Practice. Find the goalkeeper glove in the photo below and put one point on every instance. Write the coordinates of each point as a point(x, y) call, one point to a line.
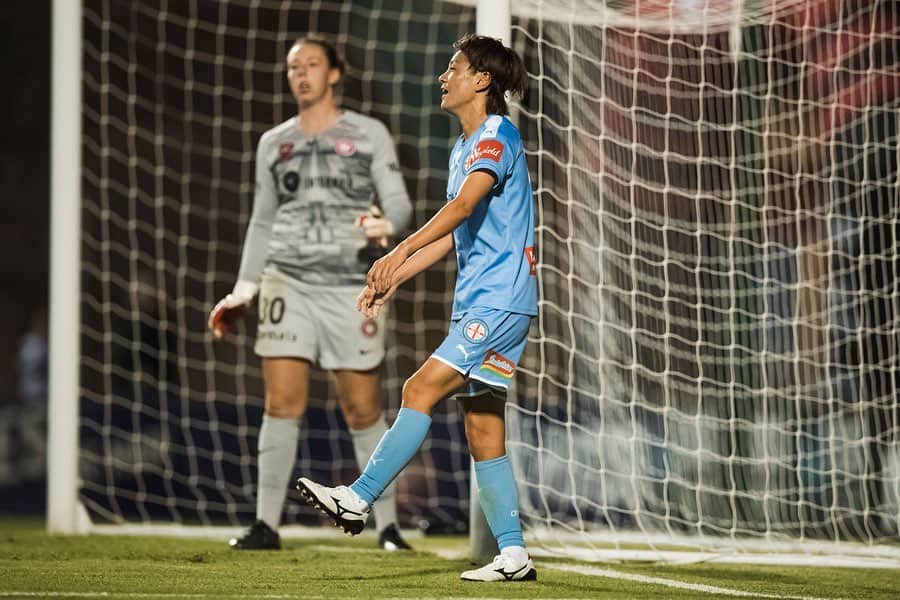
point(375, 226)
point(231, 307)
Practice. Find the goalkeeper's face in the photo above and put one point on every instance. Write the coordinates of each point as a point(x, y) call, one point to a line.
point(310, 75)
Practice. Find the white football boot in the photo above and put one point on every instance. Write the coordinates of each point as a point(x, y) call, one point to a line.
point(345, 508)
point(512, 564)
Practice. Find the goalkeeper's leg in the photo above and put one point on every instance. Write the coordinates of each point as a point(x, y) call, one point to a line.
point(359, 394)
point(287, 383)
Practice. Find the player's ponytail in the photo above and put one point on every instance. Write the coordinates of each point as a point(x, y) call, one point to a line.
point(508, 74)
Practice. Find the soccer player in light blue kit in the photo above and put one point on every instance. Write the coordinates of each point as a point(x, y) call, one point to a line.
point(489, 219)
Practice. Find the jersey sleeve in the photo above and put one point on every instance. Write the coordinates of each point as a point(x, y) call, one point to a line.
point(388, 181)
point(265, 205)
point(495, 153)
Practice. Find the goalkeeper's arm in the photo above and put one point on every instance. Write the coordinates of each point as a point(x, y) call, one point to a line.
point(369, 303)
point(231, 307)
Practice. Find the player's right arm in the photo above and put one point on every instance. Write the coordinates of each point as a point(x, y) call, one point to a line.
point(253, 255)
point(369, 303)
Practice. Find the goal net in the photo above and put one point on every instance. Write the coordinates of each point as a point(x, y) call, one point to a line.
point(715, 363)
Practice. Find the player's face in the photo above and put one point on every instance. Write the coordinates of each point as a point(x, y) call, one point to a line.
point(458, 83)
point(309, 74)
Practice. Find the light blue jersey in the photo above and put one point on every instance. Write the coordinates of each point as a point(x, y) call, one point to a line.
point(495, 246)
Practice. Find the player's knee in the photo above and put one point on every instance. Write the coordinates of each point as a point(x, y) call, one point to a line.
point(485, 442)
point(283, 403)
point(362, 415)
point(416, 395)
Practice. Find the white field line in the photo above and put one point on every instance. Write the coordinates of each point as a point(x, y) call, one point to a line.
point(673, 583)
point(201, 596)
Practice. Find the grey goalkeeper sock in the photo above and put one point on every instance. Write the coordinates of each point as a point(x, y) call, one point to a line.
point(277, 453)
point(364, 443)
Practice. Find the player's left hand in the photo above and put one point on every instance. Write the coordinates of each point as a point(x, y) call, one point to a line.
point(381, 274)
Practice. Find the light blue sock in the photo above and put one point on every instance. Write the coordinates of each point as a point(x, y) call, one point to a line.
point(499, 500)
point(396, 448)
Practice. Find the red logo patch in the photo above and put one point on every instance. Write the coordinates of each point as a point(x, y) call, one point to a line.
point(490, 149)
point(499, 364)
point(344, 147)
point(369, 327)
point(532, 260)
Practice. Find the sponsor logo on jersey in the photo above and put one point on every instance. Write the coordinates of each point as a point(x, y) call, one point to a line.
point(475, 330)
point(532, 260)
point(498, 364)
point(369, 327)
point(488, 149)
point(344, 147)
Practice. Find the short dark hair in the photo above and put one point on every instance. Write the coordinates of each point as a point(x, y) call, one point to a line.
point(334, 59)
point(508, 74)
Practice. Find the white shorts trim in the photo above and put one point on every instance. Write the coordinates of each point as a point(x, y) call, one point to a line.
point(450, 364)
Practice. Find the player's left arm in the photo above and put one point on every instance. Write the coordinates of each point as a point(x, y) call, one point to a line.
point(475, 187)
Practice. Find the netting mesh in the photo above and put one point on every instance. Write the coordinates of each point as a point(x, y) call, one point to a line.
point(716, 351)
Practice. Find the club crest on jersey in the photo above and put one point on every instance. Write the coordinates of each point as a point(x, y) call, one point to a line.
point(489, 149)
point(369, 327)
point(291, 180)
point(475, 330)
point(344, 147)
point(496, 363)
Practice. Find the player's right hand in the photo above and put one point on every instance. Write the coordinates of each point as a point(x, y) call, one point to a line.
point(230, 308)
point(369, 302)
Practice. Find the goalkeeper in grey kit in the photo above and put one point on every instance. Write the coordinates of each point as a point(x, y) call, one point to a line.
point(310, 241)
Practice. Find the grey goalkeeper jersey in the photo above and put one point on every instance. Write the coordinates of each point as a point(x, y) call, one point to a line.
point(309, 193)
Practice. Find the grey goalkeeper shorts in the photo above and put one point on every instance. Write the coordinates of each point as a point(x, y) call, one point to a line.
point(317, 323)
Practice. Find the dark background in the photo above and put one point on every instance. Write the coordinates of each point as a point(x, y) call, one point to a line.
point(24, 177)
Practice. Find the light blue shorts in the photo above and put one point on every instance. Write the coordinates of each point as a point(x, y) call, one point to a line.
point(485, 346)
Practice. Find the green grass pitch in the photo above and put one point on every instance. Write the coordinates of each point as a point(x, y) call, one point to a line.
point(36, 565)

- _What you need to do_
The records above should be written out exactly, and the images dropped.

- _Written answer_
Practice. Find the goalkeeper glove in the photo below and put one point on every instance. Write the coordinates of each point as a point(x, y) call, one point to a line.
point(375, 226)
point(231, 307)
Practice. Find the goalkeeper's face in the photo above and put one point on every instance. Write the coordinates of each point as a point(x, y) call, one point to a line.
point(310, 75)
Practice. Find the white football boot in the photo above and put one point on every instance. Write the coordinates of each point as a point(x, y) call, one point to a line.
point(345, 508)
point(512, 564)
Practice. Find the goalkeeper's leg in the photo above and put one point on every instance. Write the coordinates of each point as a point(x, y) call, one point to a line.
point(359, 394)
point(287, 383)
Practice. Find the player's ponytail in the photo above and put one point on every instance. Write the coordinates of each point as a point(x, y) call, one point to a line.
point(508, 74)
Practice. Find the soccer player in light blue kit in the photo above and put one point on every instance. Write the coordinates of each point as a point(x, y) call, one point to a line.
point(489, 219)
Practice. Find the jersey sleeve in the photo above and put one point on every instance. Write the coordinates of each point as a point(x, y) call, one point to a line.
point(388, 181)
point(265, 205)
point(495, 153)
Practice. Find the goalkeeper's arm in the photo above and put one point on every instance. Write the coordinates of each point as a point(x, y) call, one point to a line.
point(369, 303)
point(231, 307)
Practice. Find the player's right arm in the photo above and put one point on every instance. Write the coordinates of each point as a point(x, y) call, one point to a line.
point(253, 255)
point(369, 303)
Practice. Find the goal net in the photo above and put one point on every instance. Write the coordinates of each point as a point(x, y) call, one point to a line.
point(715, 363)
Practice. Find the player's face in the photo above and put one point on every instance. Write the coordinates of each point as a point(x, y) call, one point to a line.
point(458, 83)
point(309, 74)
Practice. Find the light blue jersey in the photo above and put one point on every instance. Write the coordinates of each point as a point(x, y) call, one point to a line.
point(495, 246)
Practice. Find the player's knee in the photo above and put one point on every instance. Write the coordinates of each point as a point(x, y) call, one point to a line.
point(485, 442)
point(283, 403)
point(362, 415)
point(416, 395)
Practice. Find the white field line in the photo above and put one point on every instance. Write the coordinates of each point as a point(x, y) call, one point to a line.
point(673, 583)
point(201, 596)
Practice. Find the grey goalkeeper sock in the photo above and put one point on every instance. Write the coordinates of each point as a point(x, y) call, one point to a line.
point(277, 453)
point(364, 443)
Practice. Find the player's left hand in the photo above and put one point on every instance. Write the coordinates of each point as a point(x, y) call, one point to a line.
point(381, 274)
Practice. Find the light blue sock in the photo above and put one point on every instance. Write the coordinates of each point as a point(x, y) call, one point to a line.
point(499, 500)
point(396, 448)
Practice. Find the red logo patch in the photo above and put one point on every instance. Write the coordinates of each point as a point(x, y) call, one point to a line.
point(490, 149)
point(499, 364)
point(344, 147)
point(369, 327)
point(532, 260)
Practice. Find the sponsor logo on jersey in the photo above and put one point on every instance. Write the coordinates of each point as a point(x, y) call, one point to a line.
point(475, 330)
point(532, 260)
point(498, 364)
point(369, 327)
point(488, 149)
point(344, 147)
Practice. Find the short dark hair in the photo above and put one point on every instance. Write the coordinates of each point as a point(x, y) call, one point to a line.
point(334, 59)
point(508, 74)
Practice. Find the white shorts trim in the photo above and put one point on every instance. Write the coordinates of each point as a point(x, y) call, one point to a line.
point(450, 364)
Practice. Find the player's left arm in the photo above and put one point on every instance. Write the coordinates of each point as a point(x, y) call, one point to a line.
point(475, 187)
Practice. Find the netting mesh in the photo above and put one point on every instance. Write the coordinates of each point as a point(x, y) call, one point to a line.
point(716, 351)
Practice. Find the club crest on jersey in the photo above and put one point on every instance. Write the coordinates of each point as a point(x, y) call, one point to a line.
point(489, 149)
point(369, 327)
point(291, 180)
point(475, 330)
point(344, 147)
point(496, 363)
Practice. Find the player's right hand in the photo above and put one point on every instance. Write the coordinates of each point as a point(x, y) call, one point to a line.
point(230, 308)
point(369, 302)
Practice. Find the goalkeeper in grey kit in the photo above and put one point on every instance. Write the coordinates of each point as a point(x, y) call, one point to a line.
point(310, 241)
Practice. Find the grey goalkeeper jersey in the photo above and put one point on every instance. Write the coordinates of each point as a point(x, y) call, one point to a line.
point(309, 193)
Practice. Find the grey goalkeeper shorts in the photo above and put one point on every instance. Write the coordinates of each point as a point(x, y) call, one point to a line.
point(317, 323)
Practice. Find the dark background in the photo above and put one point on every instance. Write the coordinates of each point as a point(x, y) call, one point to a line.
point(24, 177)
Practice. Find the light blue shorts in the photo above and put one point on every instance. Write the coordinates of each point as a point(x, y) call, one point to a line.
point(485, 346)
Practice. Find the green grass pitch in the photo above and put one point on every instance. Write the coordinates of each point as a point(x, y) call, one point to a line.
point(36, 565)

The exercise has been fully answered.